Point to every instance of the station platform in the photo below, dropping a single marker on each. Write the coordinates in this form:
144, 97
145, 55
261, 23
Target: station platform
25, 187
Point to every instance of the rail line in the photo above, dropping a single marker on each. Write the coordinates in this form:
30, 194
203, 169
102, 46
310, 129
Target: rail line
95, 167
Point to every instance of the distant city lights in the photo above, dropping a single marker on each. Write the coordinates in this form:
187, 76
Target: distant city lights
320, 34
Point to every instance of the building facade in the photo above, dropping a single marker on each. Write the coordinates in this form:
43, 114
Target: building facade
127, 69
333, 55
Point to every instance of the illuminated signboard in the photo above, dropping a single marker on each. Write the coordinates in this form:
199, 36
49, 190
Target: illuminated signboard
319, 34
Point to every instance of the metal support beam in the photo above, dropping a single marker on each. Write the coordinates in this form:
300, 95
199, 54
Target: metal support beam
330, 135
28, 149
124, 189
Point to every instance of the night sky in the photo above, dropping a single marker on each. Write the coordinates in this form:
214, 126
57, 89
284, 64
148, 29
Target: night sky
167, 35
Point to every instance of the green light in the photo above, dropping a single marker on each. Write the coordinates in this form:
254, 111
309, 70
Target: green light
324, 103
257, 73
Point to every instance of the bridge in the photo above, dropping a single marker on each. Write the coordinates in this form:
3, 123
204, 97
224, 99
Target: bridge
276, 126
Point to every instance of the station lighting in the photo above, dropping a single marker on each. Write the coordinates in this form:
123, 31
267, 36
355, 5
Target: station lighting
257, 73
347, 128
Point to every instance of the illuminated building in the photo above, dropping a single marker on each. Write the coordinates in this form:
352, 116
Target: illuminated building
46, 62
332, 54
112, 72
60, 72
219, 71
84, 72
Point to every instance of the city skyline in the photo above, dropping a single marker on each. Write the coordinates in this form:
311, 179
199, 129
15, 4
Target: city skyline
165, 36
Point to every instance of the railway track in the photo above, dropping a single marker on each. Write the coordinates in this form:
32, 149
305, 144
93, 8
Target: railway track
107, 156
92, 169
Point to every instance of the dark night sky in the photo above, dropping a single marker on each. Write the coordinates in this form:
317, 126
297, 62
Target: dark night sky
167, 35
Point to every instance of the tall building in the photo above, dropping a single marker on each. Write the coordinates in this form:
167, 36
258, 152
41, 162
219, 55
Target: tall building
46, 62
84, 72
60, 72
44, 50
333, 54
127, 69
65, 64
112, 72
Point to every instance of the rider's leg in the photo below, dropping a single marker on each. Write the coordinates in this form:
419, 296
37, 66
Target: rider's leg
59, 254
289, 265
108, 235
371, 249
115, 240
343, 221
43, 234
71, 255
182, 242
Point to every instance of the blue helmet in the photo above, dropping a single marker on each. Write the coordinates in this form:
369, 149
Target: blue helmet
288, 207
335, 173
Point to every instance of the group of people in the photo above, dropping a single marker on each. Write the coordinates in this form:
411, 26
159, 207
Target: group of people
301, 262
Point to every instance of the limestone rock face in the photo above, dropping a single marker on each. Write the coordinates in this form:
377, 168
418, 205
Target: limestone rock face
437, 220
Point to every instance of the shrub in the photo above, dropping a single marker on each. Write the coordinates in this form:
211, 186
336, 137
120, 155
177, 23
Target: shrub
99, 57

------------

Assignment – Copy each line of the preceding data that contains the string "below".

Response for this exercise –
Point to every instance of the station platform in the photo below, dropping a single marker on each. Write the coordinates in this form:
Point to every instance of the rider's leg in the photo below, dropping a single marker on each. Write the coordinates in this form:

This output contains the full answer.